**REQUIREMENT**
Only the lines from the top of the data through the line with "white table, that" should be repeated, each exactly as written.

**INPUT DATA**
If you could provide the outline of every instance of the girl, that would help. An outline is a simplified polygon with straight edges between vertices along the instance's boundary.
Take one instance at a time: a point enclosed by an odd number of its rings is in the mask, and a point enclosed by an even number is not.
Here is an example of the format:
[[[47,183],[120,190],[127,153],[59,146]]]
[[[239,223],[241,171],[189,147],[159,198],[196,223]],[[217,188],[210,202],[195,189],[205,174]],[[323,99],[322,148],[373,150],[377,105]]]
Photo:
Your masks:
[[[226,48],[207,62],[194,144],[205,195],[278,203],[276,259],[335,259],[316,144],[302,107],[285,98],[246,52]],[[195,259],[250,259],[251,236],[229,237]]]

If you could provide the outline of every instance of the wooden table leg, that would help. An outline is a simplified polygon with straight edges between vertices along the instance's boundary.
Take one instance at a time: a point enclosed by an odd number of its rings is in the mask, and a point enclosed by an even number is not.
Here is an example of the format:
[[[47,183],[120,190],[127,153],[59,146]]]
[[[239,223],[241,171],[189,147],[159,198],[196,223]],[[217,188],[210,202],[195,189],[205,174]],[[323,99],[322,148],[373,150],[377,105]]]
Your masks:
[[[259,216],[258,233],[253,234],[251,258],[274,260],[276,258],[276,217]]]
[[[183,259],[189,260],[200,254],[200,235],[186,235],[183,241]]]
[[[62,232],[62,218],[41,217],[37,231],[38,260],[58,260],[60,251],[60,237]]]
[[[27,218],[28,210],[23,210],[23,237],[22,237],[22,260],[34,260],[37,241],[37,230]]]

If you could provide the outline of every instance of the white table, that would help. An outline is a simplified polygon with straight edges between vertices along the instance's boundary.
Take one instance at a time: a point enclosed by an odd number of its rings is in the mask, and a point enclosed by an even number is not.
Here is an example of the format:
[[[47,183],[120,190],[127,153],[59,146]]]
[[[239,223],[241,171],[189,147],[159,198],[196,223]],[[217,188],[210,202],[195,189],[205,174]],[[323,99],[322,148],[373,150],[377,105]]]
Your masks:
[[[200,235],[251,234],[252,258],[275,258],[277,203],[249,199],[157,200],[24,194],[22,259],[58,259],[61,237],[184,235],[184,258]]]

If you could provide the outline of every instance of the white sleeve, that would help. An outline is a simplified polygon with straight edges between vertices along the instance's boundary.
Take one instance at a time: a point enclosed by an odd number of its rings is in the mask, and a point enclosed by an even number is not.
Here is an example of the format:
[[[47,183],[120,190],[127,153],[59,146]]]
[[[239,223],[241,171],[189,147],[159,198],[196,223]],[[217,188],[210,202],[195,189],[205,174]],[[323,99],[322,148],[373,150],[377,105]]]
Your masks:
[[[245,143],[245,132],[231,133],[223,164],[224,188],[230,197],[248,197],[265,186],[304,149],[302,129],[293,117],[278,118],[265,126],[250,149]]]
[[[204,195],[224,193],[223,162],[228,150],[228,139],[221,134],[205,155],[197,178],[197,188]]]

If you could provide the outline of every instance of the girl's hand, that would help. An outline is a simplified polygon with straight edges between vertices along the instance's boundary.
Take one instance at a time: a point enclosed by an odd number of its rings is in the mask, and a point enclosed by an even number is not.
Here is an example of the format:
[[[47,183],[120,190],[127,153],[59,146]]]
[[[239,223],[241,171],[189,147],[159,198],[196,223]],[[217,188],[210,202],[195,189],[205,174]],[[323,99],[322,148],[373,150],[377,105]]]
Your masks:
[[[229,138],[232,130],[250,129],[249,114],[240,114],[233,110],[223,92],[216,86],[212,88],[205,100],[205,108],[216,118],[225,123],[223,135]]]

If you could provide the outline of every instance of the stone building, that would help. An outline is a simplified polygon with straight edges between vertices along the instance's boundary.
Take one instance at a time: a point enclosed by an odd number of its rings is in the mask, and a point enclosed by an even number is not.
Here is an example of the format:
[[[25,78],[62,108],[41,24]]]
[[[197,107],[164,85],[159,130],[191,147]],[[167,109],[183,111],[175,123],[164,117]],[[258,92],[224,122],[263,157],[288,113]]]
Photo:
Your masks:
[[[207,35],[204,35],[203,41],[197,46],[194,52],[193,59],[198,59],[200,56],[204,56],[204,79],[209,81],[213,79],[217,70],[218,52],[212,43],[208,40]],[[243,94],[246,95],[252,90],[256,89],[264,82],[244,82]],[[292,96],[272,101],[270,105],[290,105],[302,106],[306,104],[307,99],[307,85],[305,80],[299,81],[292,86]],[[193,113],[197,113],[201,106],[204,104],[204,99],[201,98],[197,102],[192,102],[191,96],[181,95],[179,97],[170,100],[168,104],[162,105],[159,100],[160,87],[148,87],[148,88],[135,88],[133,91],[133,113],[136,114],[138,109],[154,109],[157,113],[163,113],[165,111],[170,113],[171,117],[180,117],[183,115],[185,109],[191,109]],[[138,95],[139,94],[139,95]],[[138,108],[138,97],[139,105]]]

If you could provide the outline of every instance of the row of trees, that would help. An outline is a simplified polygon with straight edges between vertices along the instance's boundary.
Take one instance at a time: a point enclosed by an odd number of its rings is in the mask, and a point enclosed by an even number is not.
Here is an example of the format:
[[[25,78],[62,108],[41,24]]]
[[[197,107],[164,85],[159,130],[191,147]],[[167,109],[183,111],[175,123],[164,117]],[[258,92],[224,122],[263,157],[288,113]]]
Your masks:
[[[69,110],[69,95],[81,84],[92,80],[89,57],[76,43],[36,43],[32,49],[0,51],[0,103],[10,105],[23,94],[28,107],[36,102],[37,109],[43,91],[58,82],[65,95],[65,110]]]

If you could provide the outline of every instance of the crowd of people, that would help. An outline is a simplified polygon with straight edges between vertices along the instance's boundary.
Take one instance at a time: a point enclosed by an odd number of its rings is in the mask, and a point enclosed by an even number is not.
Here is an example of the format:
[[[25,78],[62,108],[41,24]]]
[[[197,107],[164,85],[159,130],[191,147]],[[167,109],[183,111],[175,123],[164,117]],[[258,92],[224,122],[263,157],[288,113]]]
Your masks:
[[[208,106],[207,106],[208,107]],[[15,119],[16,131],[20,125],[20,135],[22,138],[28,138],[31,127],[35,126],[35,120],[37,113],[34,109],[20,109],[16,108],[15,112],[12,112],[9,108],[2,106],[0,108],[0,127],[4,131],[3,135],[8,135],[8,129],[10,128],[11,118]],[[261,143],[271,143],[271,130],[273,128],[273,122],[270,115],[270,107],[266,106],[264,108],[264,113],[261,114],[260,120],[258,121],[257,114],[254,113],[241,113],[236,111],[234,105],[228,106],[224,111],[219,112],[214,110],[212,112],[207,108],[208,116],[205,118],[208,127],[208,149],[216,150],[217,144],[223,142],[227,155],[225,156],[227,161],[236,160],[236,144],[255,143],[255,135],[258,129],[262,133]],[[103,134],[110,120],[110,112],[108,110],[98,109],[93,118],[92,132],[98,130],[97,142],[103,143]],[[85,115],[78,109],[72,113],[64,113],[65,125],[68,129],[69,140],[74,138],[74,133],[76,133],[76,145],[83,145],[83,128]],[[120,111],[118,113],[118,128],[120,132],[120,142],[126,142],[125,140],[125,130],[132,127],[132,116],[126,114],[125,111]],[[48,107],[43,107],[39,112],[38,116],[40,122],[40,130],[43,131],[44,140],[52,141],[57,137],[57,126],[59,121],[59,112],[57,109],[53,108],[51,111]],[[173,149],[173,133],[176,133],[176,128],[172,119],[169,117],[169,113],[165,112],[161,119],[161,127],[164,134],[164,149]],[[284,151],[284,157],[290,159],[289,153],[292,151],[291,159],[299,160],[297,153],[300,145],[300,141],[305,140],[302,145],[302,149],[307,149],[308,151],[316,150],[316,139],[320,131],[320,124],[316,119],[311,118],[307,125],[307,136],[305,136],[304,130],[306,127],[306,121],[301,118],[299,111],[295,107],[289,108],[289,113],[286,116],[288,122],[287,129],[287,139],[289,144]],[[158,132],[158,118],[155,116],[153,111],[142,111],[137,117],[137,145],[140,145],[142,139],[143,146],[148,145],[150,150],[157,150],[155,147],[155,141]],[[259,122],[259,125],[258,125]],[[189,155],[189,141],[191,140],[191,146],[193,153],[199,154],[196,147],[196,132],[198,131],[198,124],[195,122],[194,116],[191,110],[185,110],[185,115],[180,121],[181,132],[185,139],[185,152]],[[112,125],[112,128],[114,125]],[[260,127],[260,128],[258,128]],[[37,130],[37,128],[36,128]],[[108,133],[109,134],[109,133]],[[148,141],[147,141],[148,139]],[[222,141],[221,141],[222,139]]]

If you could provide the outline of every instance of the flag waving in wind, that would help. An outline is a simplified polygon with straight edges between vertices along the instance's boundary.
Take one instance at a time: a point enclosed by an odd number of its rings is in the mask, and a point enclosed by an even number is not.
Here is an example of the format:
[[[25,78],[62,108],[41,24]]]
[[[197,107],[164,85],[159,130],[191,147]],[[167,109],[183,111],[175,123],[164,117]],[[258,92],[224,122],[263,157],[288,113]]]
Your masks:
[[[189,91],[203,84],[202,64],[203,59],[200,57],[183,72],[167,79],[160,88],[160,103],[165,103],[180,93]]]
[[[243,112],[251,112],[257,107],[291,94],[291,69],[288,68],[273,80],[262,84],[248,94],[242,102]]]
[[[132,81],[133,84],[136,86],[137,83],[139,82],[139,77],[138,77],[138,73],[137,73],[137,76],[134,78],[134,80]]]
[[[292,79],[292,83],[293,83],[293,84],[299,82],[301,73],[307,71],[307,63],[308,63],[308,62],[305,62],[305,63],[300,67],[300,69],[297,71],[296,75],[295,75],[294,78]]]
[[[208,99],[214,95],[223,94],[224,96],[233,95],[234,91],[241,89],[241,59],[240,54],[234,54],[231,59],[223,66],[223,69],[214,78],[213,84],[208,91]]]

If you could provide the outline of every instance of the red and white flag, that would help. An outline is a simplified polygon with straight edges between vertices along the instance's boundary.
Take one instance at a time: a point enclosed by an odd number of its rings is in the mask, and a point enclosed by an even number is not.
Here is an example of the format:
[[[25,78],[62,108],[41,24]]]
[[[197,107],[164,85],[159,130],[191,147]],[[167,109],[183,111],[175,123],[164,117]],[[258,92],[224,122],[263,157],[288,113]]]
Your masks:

**OUTPUT BELOW**
If you could provide the outline of every instance of the girl, that would help. An outline is a simplified polygon with straight edges between vertices along the instance's boundary.
Take one instance at a time: a point enclosed by an odd number of its rings is in the mask, and a point enclosed by an even number is not.
Here is an example of the format:
[[[47,183],[120,190],[127,153],[59,146]]]
[[[239,223],[241,171],[189,147],[159,198],[196,223]],[[217,188],[210,202],[195,189],[205,174]],[[323,99],[322,148],[373,150],[377,105]]]
Photo:
Your masks:
[[[226,48],[207,62],[194,144],[205,195],[278,203],[276,259],[335,259],[316,144],[302,107],[285,98],[246,52]],[[195,259],[250,259],[251,236],[229,237]]]

If you could provide the outline of every instance of the wooden table leg, that would help. An outline is a simplified polygon with straight edges between vertices along the instance's boundary.
Take one instance at a time: a point enclosed by an odd number of its rings is in the mask, and a point enclosed by an even number is not.
Here is an example of the format:
[[[47,183],[120,190],[127,153],[59,146]]]
[[[239,223],[241,171],[189,147],[159,198],[196,223]],[[217,188],[210,202],[195,189],[205,174]],[[323,99],[322,148],[373,150],[377,105]]]
Your masks:
[[[259,216],[258,233],[253,234],[251,258],[274,260],[276,258],[276,217]]]
[[[183,259],[189,260],[200,254],[200,235],[186,235],[183,241]]]
[[[62,232],[62,218],[41,217],[37,231],[38,260],[58,260],[60,251],[60,237]]]
[[[27,218],[28,210],[23,210],[23,237],[22,237],[22,260],[34,260],[37,241],[37,230]]]

If you could provide the outline of every instance of the white table, that would help. An outline is a simplified polygon with straight edges between vertices along the instance's boundary.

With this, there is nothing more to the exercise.